# [DIRECTIONS FOR THIS TASK]
Gather each line in the rows below that contains the word "blue" and copy those lines unchanged.
* Begin DATA ENTRIES *
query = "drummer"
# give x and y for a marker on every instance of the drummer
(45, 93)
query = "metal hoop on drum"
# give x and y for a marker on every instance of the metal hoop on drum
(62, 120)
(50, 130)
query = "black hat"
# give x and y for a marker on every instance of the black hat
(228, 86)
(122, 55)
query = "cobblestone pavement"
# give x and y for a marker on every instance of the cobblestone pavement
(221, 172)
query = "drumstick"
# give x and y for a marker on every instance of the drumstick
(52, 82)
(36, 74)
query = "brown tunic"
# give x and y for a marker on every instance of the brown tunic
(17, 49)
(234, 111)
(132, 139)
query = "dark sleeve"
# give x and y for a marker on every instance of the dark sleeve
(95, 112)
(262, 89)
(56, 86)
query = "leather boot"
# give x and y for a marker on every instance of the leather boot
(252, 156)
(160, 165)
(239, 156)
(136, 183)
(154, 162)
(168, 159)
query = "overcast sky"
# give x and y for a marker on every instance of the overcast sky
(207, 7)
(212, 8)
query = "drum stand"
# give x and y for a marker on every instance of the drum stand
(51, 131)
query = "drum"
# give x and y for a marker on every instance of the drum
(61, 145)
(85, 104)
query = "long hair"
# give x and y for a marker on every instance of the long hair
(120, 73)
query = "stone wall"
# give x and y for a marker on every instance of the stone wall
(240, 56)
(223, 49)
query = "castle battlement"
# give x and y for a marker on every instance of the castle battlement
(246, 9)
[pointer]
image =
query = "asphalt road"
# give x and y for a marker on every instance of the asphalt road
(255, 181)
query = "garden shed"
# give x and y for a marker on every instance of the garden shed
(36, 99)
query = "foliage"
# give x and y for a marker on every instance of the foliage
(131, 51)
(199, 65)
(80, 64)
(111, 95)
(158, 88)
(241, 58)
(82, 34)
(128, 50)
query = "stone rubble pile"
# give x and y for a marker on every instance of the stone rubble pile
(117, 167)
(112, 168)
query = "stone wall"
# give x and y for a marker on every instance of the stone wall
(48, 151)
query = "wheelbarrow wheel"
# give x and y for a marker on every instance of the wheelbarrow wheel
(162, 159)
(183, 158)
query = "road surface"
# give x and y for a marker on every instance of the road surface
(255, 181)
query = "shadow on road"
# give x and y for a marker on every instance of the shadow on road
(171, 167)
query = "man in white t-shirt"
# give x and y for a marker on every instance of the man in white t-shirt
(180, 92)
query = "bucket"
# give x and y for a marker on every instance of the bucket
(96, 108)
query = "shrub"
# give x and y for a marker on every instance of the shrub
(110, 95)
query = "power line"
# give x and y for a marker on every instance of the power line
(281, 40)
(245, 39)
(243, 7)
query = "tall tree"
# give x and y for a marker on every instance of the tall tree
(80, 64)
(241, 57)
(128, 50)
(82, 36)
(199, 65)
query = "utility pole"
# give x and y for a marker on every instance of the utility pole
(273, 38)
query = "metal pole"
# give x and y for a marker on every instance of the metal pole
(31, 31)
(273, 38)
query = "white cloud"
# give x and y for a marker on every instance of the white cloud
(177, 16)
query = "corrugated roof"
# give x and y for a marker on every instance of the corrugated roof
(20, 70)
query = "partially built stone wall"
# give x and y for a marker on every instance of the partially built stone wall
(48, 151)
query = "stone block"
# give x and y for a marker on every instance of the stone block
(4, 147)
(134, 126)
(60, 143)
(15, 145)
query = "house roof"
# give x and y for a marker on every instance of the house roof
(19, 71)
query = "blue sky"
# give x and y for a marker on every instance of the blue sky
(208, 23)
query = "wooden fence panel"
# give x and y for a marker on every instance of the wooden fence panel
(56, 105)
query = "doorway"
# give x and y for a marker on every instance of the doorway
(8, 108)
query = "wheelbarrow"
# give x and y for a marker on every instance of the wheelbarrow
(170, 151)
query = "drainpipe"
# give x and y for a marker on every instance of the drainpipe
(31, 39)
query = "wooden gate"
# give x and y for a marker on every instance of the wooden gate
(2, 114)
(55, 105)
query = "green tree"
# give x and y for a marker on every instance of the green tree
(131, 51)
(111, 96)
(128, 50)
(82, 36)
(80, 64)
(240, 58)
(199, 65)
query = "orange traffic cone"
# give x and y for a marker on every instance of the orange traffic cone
* End DATA ENTRIES *
# [EXERCISE SOLUTION]
query = "blue sky"
# give x and y for a marker on every instance of the blue sky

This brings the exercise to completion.